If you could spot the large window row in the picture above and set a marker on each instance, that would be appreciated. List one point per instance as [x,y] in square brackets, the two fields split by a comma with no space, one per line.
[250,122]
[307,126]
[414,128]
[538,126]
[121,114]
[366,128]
# # #
- Exercise prompt
The answer must be every record above, repeated exactly as written.

- Exercise solution
If you could spot the large window row in the picture above and set a marker on each instance, that would be appreciated. List one point per instance as [x,y] in square brackets, the two fields split by a comma with no space, one per line.
[250,122]
[307,126]
[414,128]
[538,126]
[121,114]
[366,128]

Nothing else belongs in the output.